══ Texto seleccionado

Aquí empiezan las preguntas, y terminan los hechos. Abundan las teorías conspirativas sobre la caravana, más en México que en Estados Unidos, pero también en ese país. Unas sostienen que es producto de una maniobra de Trump y sus servicios, para no perder tantos escaños en las elecciones de noviembre. No es imposible, pero adolece de una debilidad: si alguien, por ejemplo, asesores de Obama, lo supieran, lo dirían. No tienen nada que perder. Otras teorías sugieren que se trata de una manipulación de la oposición hondureña, encabezada por el expresidente chavista Mel Zelaya, para poner en evidencia a su adversario, el presidente en funciones, Juan Orlando Hernández, o para tomarle la medida a López Obrador y ver si como ronca duerme. No es imposible, pero Zelaya sigue respondiendo a los cubanos, y estos todavía no quieren colocar a AMLO entre la espada y la pared.

No sabemos tampoco –y me parece sensato que el gobierno de México no lo ande anunciando– qué van a hacer las autoridades cuando arranque la caravana, con mil o 7 mil integrantes, hacia el norte. ¿Van a frenar a los marchistas con el uso de la fuerza? ¿Los van a deportar, como se lo prometieron a Trump? ¿Los van a dejar pasar, y que se las averigüen los norteamericanos como puedan? En los hechos, junto con ACNUR, México, quizás impulsado por las autoridades estadounidenses, está poniendo en práctica un acuerdo de “Tercer País Seguro”, aunque no lo reconozca y no la haya firmado. En un mundo ideal para Peña Nieto, se trataría de que todos los integrantes de la caravana solicitaran asilo en México; unos lo recibieran y otros no; los que sí, permanecerían en campamentos en Chiapas, sin salir de ellos; los que no, serían deportados a sus países, y Washington asumiría el costo financiero. Todos contentos. Y nadie se vería obligado a defender un acuerdo formal indefendible, porque no lo habría. ¿Se prestarían Morena y López Obrador a algo tan cínico? Me canso, ganso.

════
══ Datos proporcionados

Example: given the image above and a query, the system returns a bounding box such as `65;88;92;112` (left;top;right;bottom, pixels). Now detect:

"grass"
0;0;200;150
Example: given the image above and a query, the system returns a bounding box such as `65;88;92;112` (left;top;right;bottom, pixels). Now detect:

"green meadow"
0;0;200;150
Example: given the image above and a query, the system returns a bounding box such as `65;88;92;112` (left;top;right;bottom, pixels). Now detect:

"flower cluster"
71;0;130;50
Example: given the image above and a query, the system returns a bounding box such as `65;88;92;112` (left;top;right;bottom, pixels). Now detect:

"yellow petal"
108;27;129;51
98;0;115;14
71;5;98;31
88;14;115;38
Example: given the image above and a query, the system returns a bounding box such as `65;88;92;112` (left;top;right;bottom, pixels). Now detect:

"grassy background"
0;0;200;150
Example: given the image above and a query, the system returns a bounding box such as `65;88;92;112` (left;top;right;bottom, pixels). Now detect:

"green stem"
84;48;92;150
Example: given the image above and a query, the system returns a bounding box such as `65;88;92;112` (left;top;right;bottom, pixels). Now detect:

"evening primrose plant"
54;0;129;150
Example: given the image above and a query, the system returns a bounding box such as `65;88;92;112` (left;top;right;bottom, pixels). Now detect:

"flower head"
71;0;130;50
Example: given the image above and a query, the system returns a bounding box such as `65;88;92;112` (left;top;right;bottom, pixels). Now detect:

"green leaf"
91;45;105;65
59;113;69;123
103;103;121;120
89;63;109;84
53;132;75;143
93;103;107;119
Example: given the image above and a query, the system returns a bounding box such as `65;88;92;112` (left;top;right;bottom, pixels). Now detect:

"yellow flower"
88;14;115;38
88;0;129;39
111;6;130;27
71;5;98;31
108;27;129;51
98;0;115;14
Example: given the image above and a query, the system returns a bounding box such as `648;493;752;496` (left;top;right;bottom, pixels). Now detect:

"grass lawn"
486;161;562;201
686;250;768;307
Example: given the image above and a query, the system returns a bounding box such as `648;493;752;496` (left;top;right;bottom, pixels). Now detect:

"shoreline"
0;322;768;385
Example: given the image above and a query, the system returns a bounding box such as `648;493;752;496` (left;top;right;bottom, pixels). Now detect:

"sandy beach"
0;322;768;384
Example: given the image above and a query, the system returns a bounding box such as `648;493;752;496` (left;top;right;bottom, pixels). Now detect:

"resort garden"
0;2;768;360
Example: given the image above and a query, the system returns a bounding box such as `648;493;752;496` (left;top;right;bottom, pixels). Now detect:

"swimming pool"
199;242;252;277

════

Lista de tareas
A - Indica si cada afirmación concuerda con el texto seleccionado sobre la caravana, respondiendo sí o no y citando literalmente las palabras del texto que lo determinan: (i) las teorías conspirativas sobre la caravana abundan más en Estados Unidos que en México; (ii) México ha firmado un acuerdo de "Tercer País Seguro"; (iii) en el mundo ideal para Peña Nieto, Washington asumiría el costo financiero.
B - Reproduce del texto seleccionado sobre la caravana el fragmento comprendido entre "Aquí empiezan las" y "y la pared.", ambos inclusive.

Respuestas
A -
(i) No: "Abundan las teorías conspirativas sobre la caravana, más en México que en Estados Unidos".
(ii) No: "aunque no lo reconozca y no la haya firmado".
(iii) Sí: "y Washington asumiría el costo financiero".

B -
Aquí empiezan las preguntas, y terminan los hechos. Abundan las teorías conspirativas sobre la caravana, más en México que en Estados Unidos, pero también en ese país. Unas sostienen que es producto de una maniobra de Trump y sus servicios, para no perder tantos escaños en las elecciones de noviembre. No es imposible, pero adolece de una debilidad: si alguien, por ejemplo, asesores de Obama, lo supieran, lo dirían. No tienen nada que perder. Otras teorías sugieren que se trata de una manipulación de la oposición hondureña, encabezada por el expresidente chavista Mel Zelaya, para poner en evidencia a su adversario, el presidente en funciones, Juan Orlando Hernández, o para tomarle la medida a López Obrador y ver si como ronca duerme. No es imposible, pero Zelaya sigue respondiendo a los cubanos, y estos todavía no quieren colocar a AMLO entre la espada y la pared.